** begin Data shown **

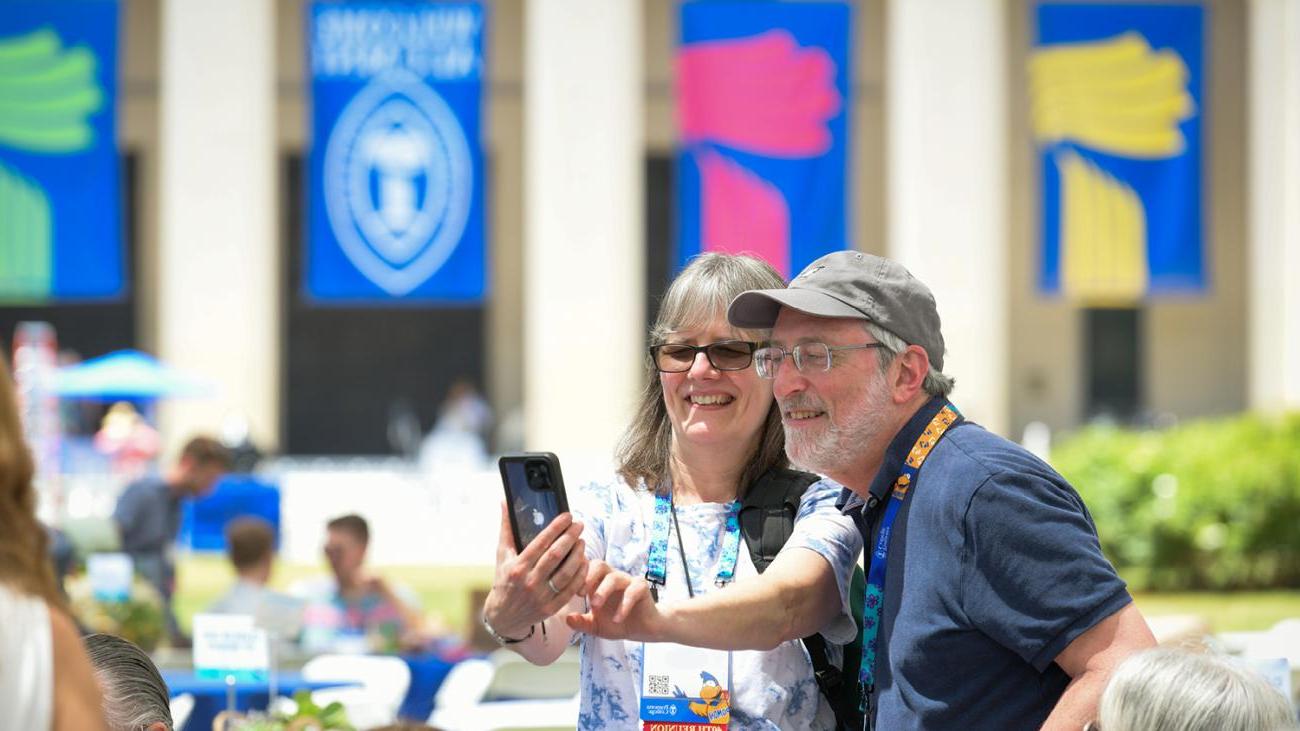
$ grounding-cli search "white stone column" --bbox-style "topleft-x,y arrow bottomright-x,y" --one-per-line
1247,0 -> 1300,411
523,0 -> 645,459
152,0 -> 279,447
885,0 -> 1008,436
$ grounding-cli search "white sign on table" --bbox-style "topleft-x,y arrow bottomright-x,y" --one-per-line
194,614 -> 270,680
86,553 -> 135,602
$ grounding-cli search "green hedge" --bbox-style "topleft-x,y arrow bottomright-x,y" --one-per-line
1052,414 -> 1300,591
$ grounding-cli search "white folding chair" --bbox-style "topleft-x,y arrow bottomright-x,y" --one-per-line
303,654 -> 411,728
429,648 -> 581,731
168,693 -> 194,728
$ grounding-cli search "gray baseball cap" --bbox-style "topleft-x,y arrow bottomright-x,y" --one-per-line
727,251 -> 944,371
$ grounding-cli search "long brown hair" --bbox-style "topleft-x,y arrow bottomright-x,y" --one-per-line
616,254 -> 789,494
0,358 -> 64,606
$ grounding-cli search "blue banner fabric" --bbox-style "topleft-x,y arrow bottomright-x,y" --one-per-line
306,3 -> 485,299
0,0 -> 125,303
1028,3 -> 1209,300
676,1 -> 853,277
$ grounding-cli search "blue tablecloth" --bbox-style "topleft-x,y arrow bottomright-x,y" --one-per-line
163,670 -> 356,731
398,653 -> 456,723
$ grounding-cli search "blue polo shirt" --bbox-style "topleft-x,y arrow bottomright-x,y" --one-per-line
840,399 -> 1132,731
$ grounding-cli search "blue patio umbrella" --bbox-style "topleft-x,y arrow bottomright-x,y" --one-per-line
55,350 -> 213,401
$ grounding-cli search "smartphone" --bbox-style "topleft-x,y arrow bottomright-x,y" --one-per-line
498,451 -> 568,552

** end Data shown **

**Exercise requirements**. Locate each line in the data above that contains the word "blue" and copy every such line in full.

**Result for this task**.
$ grounding-cli search "blue banner fabric" --bbox-style "topleft-x,y arrow bottomright-x,y" --one-per-line
$ grounding-cli search "blue tablecloth" --bbox-style "topleft-x,y arrow bottomright-x,y" --one-per-line
$ grounding-cli search "blue polo shirt" --bbox-style "topleft-x,y arrow bottomright-x,y" --one-per-line
$ grounding-cli search "blue patio umbrella" --bbox-style "topleft-x,y arrow bottomright-x,y" --one-per-line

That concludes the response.